A few records:
_ _ _ _ _ _ _
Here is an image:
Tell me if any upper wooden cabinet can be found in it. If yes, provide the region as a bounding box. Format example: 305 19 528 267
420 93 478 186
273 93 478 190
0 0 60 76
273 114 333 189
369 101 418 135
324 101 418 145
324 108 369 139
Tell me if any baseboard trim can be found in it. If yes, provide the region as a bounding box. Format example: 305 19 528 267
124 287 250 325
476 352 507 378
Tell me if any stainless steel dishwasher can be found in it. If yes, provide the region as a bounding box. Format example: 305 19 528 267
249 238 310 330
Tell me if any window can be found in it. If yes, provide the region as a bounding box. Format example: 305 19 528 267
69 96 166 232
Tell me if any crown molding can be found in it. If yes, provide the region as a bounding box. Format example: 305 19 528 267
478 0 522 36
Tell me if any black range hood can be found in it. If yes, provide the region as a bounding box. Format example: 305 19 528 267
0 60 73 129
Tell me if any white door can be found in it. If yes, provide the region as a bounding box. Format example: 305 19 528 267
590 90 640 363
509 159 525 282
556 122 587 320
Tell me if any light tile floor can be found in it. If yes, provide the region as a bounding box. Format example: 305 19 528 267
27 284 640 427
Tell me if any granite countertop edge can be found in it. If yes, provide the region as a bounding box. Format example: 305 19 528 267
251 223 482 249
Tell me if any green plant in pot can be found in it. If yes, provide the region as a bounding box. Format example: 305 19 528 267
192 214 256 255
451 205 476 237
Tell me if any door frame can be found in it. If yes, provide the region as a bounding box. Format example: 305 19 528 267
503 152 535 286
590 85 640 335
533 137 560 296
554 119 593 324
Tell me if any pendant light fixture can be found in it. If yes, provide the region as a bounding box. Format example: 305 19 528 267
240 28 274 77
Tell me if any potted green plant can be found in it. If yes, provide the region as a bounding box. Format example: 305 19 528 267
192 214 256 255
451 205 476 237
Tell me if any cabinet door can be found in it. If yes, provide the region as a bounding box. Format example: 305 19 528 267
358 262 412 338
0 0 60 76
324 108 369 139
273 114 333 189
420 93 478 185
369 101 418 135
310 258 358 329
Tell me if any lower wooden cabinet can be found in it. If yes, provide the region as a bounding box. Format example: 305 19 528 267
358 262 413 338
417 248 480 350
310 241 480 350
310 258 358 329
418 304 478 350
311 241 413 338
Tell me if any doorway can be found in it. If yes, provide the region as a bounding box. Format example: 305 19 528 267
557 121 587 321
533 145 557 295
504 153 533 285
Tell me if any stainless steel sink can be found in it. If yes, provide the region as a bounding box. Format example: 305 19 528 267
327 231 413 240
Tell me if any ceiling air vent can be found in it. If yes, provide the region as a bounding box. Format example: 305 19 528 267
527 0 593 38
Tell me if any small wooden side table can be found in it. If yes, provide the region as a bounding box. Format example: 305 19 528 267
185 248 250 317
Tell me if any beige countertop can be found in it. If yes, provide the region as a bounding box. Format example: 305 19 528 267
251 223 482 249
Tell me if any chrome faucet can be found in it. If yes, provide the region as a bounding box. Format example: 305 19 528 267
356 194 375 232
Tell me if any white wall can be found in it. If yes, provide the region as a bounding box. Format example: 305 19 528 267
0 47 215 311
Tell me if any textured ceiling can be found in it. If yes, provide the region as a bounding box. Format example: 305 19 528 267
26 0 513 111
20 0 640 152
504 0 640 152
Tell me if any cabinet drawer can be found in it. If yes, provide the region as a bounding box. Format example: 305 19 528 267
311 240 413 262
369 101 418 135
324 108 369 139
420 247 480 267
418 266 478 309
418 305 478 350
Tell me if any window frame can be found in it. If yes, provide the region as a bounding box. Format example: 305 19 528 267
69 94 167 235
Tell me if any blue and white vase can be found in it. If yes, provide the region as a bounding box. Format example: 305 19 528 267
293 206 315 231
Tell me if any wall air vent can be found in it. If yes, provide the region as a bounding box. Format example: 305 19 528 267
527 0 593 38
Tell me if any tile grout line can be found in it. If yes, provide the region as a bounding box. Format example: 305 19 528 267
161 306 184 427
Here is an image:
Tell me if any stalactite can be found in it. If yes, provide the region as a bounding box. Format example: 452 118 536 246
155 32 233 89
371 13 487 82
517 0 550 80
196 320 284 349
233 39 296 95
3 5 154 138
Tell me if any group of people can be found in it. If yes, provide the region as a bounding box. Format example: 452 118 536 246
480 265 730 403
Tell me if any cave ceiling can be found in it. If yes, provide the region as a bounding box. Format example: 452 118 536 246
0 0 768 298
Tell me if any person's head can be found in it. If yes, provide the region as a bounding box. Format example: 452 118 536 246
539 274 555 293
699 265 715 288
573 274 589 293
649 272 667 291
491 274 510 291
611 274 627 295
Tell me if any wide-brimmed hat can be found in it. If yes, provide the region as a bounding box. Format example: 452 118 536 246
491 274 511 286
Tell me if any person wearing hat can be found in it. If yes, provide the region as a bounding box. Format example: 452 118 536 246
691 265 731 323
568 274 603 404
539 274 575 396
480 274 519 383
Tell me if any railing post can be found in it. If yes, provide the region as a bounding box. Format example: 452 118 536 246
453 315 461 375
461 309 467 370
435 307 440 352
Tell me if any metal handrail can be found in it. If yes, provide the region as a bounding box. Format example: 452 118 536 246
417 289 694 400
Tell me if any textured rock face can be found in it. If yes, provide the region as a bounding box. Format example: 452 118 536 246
_ _ _ _ _ _ _
_REQUIRED WORK_
Reproduce every line of the records above exactly, with no changes.

_FINAL RESULT_
Here is an image:
Tell me if any upper wooden cabinet can be found in it. If yes, provide the region as a bounding box. Format example: 305 19 528 267
420 93 478 186
273 93 478 190
0 0 60 76
273 114 333 189
369 101 418 135
324 101 418 145
324 108 369 139
Tell me if any baseboard trim can be found in it. If yes, provide the region as a bounding box. Format example: 305 19 528 267
124 287 250 325
476 352 507 378
Tell me if any stainless steel dishwasher can be found in it. If yes, provide the region as a bounding box. Format example: 305 19 528 267
249 238 310 330
Tell me if any window can be found in it. If yes, provide the region as a bounding box. Format example: 305 19 528 267
69 96 166 232
Tell me if any crown molding can be found in it. If yes, provide the region as a bounding box. Format example: 305 19 528 267
478 0 522 36
Tell me if any black range hood can be found in it. If yes, provide the region as a bounding box. Format example: 305 19 528 267
0 60 73 129
Tell me if any white door can be found in it. If yes, provide the region as a bounding box. Format example: 305 19 528 267
590 90 640 363
509 159 525 282
556 122 587 320
Tell me if any light tile floor can be found in it. If yes, provide the region as a bounding box. Format example: 305 19 528 267
27 284 640 427
Tell me if any granite countertop edge can be found in it. If yes, provide the region as a bounding box. Format example: 305 19 528 267
251 223 482 249
Tell me if any green plant in pot can be found in it. If yes, provide the region as a bounding box. Format example: 305 19 528 267
192 214 256 255
451 205 476 237
Tell me if any door frame can be found in it. If yes, provide the region as a bounding box. Format example: 305 19 528 267
503 152 535 286
590 85 640 335
533 137 560 296
554 119 593 324
Tell me if any pendant light fixture can be found in it. If yes, provide the region as a bounding box. Format example: 305 19 528 267
240 28 274 77
Tell me if any potted green plant can be found in it. If yes, provide the region as a bounding box. Format example: 305 19 528 267
192 214 256 255
451 205 476 237
Tell me if any cabinet door can be found in it. If yes, provide the region as a bounding box. Format example: 305 19 528 267
358 262 412 338
0 0 60 76
324 108 369 139
273 114 333 189
420 93 478 185
369 101 418 135
310 258 358 329
Tell me if any lower wooden cabinet can be found in it. If yes, provide the region as a bounding box. Format example: 305 19 528 267
358 262 413 338
417 248 480 350
310 241 480 350
310 258 358 329
418 304 478 350
311 241 413 338
Tell me if any doorway can be found in it. If yes, provide the region as a bounding box. Format example: 305 19 528 267
557 121 587 321
533 145 557 295
504 153 533 285
Tell me if any stainless steel sink can be found in it. If yes, provide the region as a bounding box. Format example: 305 19 528 267
327 231 413 240
Tell me if any ceiling air vent can be found in it. If yes, provide the region as a bounding box. Format example: 305 19 528 267
527 0 593 38
Tell me if any small wooden side table can be found in it. If yes, provide the region as a bounding box. Format example: 305 19 528 267
185 248 250 317
Tell me if any beige countertop can be found in it. If yes, provide the region as a bounding box. Format example: 305 19 528 267
251 223 482 249
Tell me if any chrome faucet can be found in it. If yes, provide the region as a bounding box. Format example: 305 19 528 267
356 194 375 232
Tell me if any white wall can be found in it. If yes, provide the region as a bounding box. Format example: 305 19 528 267
0 47 215 311
Tell me if any textured ceiling can be found in it. If yes, provide the region as a bounding box. Format example: 305 19 528 267
26 0 513 111
20 0 640 152
504 0 640 152
Tell me if any cabinet drawer can be found in it. If yes, provide the region as a bounding box. Format example: 305 19 528 267
311 240 413 262
369 101 418 135
324 108 369 139
420 247 480 267
418 266 478 309
418 305 478 350
Tell me if any window frame can be found in it. If yes, provide the region as a bounding box. Format example: 305 19 528 267
69 94 167 235
Tell me if any blue and white vase can be found in it. If yes, provide the region as a bounding box. Format example: 305 19 528 267
293 206 315 231
Tell me if any wall air vent can be found in it. If yes, provide the region as a bounding box. Format example: 305 19 528 267
527 0 593 38
Tell me if any tile grout line can be found in it. If yes, provide the region as a bounding box. Format example: 305 19 528 267
161 306 184 427
Here is an image:
Tell me if any stalactite can be found in it. If yes, provide the region as a bounding box. Format example: 452 118 536 246
155 32 233 89
371 13 487 82
517 0 550 80
196 320 284 349
233 39 296 95
3 5 154 138
Tell me if any group of people can be found in it. If yes, provide the region as a bounding box. Format example: 452 118 536 246
480 265 730 403
Tell me if any cave ceiling can be found in it. If yes, provide the region as a bounding box. Format example: 452 118 536 246
0 0 768 298
Tell me if any person's head can be found in it. If yes, provide the region as a bounding box. Format example: 452 118 536 246
539 274 555 293
699 265 715 288
573 274 589 293
649 272 667 291
491 274 510 291
611 274 627 295
Tell me if any wide-brimmed hat can be found in it. If yes, provide the region as a bounding box. Format example: 452 118 536 246
491 274 511 286
Tell me if any person wearing hat can be found in it. If yes, provide the region as a bounding box. Format example: 452 118 536 246
691 265 731 323
568 274 603 404
539 274 575 396
480 274 519 383
Tell me if any railing post can be found in it. If yes, provide the region as a bounding box. Format example: 452 118 536 246
453 315 461 375
461 309 467 370
435 307 440 352
Tell me if any metal handrail can be found in it. If yes, provide the region as a bounding box. Format example: 452 118 536 246
417 289 694 400
Tell me if any textured rock face can be found in it. If yes, provide the region as a bounding box. Format example: 452 118 536 246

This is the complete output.